■ Task prompt ■
Your task is to write out exactly the lines from the line containing "The service MUST return one point per instance of the eyeglasses" through the end of the records, inclusive at both ends.

■ Records from a data source ■
(begin)

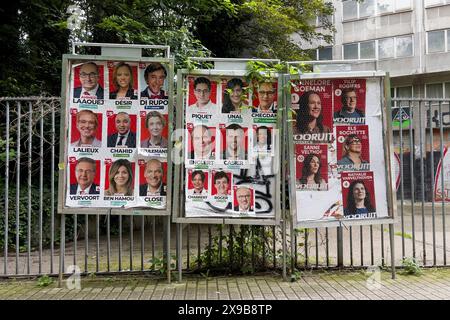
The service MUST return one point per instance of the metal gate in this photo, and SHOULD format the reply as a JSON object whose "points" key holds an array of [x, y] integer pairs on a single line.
{"points": [[31, 229]]}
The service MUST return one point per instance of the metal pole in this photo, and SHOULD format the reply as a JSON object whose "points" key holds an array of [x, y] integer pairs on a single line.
{"points": [[52, 188], [433, 217], [6, 240], [391, 238], [30, 138], [41, 186], [441, 134], [18, 187], [340, 246], [168, 249], [180, 251]]}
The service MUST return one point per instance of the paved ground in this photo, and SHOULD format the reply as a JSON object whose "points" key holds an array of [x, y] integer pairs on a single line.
{"points": [[357, 285]]}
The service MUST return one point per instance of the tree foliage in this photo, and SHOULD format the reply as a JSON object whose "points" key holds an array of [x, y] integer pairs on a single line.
{"points": [[35, 33]]}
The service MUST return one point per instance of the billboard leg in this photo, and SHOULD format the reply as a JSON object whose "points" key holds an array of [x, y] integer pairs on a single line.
{"points": [[391, 238]]}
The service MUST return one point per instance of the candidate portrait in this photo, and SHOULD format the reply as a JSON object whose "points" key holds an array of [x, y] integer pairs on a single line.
{"points": [[90, 87], [123, 137]]}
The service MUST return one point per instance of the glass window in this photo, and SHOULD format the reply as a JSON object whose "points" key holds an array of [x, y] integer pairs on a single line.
{"points": [[367, 8], [367, 50], [404, 92], [326, 53], [433, 90], [448, 39], [351, 51], [432, 2], [402, 4], [350, 9], [384, 6], [436, 41], [404, 46], [386, 48]]}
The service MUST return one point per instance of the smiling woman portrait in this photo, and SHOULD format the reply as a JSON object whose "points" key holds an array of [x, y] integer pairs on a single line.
{"points": [[120, 179]]}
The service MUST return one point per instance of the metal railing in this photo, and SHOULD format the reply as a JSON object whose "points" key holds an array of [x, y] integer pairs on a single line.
{"points": [[31, 227]]}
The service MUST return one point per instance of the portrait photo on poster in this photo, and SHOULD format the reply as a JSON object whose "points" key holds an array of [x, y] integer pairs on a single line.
{"points": [[153, 182], [154, 129], [88, 83], [197, 185], [153, 84], [235, 96], [349, 101], [200, 144], [244, 199], [119, 181], [311, 167], [234, 143], [83, 187], [358, 195], [312, 102], [202, 95], [264, 98], [353, 148], [121, 131], [123, 81], [85, 130]]}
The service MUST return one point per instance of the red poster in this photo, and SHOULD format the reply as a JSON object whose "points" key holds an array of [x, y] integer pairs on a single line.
{"points": [[311, 166], [222, 180], [234, 141], [142, 166], [134, 75], [121, 123], [358, 195], [243, 199], [120, 164], [201, 141], [353, 148], [89, 124], [264, 89], [312, 102], [210, 94], [84, 172], [154, 124], [349, 101], [197, 182]]}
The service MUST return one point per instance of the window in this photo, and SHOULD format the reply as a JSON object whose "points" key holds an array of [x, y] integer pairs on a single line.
{"points": [[386, 48], [351, 51], [429, 3], [350, 10], [403, 46], [367, 50], [436, 41], [325, 53], [385, 6], [368, 8], [434, 90]]}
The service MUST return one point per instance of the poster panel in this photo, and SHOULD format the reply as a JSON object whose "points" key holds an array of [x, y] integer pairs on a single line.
{"points": [[337, 143], [443, 169], [117, 120], [231, 147]]}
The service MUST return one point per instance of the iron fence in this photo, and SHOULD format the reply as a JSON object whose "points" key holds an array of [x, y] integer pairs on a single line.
{"points": [[31, 228]]}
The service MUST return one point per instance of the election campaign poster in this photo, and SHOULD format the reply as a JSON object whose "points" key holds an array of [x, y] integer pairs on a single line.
{"points": [[231, 146], [117, 120], [349, 101], [312, 111], [338, 164], [442, 179]]}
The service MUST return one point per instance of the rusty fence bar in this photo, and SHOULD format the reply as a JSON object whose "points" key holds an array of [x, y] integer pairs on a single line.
{"points": [[30, 164]]}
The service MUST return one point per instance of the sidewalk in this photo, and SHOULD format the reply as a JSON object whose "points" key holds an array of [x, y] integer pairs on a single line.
{"points": [[356, 285]]}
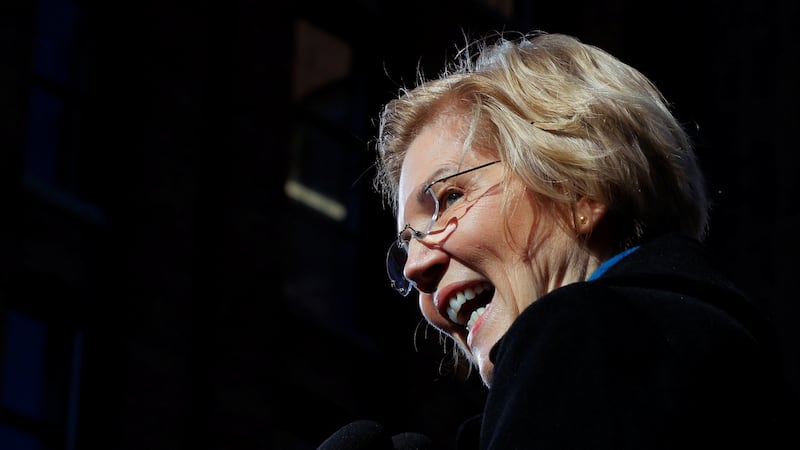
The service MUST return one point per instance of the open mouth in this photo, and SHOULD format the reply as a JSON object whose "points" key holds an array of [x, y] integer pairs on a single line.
{"points": [[466, 306]]}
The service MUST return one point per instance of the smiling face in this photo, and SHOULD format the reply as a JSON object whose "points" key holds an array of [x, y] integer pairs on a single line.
{"points": [[482, 264]]}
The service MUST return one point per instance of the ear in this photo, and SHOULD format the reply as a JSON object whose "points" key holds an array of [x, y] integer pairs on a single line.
{"points": [[588, 213]]}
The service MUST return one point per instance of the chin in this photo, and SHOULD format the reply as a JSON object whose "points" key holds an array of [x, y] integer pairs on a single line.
{"points": [[486, 368]]}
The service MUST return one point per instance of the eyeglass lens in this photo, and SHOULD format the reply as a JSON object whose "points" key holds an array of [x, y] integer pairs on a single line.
{"points": [[397, 256]]}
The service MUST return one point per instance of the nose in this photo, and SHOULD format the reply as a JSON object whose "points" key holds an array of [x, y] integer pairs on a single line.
{"points": [[425, 265]]}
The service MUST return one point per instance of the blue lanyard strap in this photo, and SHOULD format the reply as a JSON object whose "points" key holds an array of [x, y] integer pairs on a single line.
{"points": [[610, 262]]}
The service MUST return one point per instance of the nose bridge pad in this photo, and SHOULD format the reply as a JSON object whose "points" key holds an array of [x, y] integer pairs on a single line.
{"points": [[438, 236], [425, 255]]}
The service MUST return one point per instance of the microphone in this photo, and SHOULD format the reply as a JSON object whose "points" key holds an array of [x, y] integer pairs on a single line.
{"points": [[369, 435]]}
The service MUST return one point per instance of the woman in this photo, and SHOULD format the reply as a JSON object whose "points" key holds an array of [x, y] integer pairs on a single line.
{"points": [[550, 212]]}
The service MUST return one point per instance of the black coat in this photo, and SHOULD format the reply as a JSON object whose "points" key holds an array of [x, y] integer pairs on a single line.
{"points": [[661, 352]]}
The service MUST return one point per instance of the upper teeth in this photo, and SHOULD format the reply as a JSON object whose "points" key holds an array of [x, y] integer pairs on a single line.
{"points": [[457, 301]]}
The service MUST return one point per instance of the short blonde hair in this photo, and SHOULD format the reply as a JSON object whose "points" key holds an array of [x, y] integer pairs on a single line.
{"points": [[570, 120]]}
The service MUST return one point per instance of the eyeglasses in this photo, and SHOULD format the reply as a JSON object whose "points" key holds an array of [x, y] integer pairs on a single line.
{"points": [[397, 255]]}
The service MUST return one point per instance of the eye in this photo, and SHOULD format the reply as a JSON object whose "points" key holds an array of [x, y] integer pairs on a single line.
{"points": [[448, 196]]}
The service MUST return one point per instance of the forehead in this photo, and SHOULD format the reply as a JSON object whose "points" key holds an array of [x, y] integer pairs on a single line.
{"points": [[436, 151]]}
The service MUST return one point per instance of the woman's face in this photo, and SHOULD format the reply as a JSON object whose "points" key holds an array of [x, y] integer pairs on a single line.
{"points": [[479, 267]]}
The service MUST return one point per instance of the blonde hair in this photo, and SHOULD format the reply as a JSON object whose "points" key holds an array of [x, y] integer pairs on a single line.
{"points": [[570, 120]]}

(end)

■ Full answer ■
The service MUST return one point per instance of the eyeglasses in this photo, and SHOULD format the reply as a JSON object whose "points" key holds an array of [x, y] integer pairs on a single line.
{"points": [[397, 255]]}
The service MUST return one point per instance of the eye in this photo, and SHOULD format the reply as a JSON object whose "points" key holds an array of [x, y] integer pairs on a single line.
{"points": [[448, 196]]}
The service MUST return one point per instance of the forehead in this photo, and SHOULD format the reply as a JSON object whose "points" key holds an array of [x, y] integer pairs on a single line.
{"points": [[436, 151]]}
The service MUST return one point per instance of the woman's face in this photo, and SHOULD format the reply as a JSON object whose "points" key holds an array of [x, y] integer pairs on a single line.
{"points": [[479, 267]]}
The service MUST return one point per instance of the blonde hair in this photo, and SHOULD format the reply as a JSON object whose "points" key holds an array of [x, y] integer pairs on a single line.
{"points": [[570, 120]]}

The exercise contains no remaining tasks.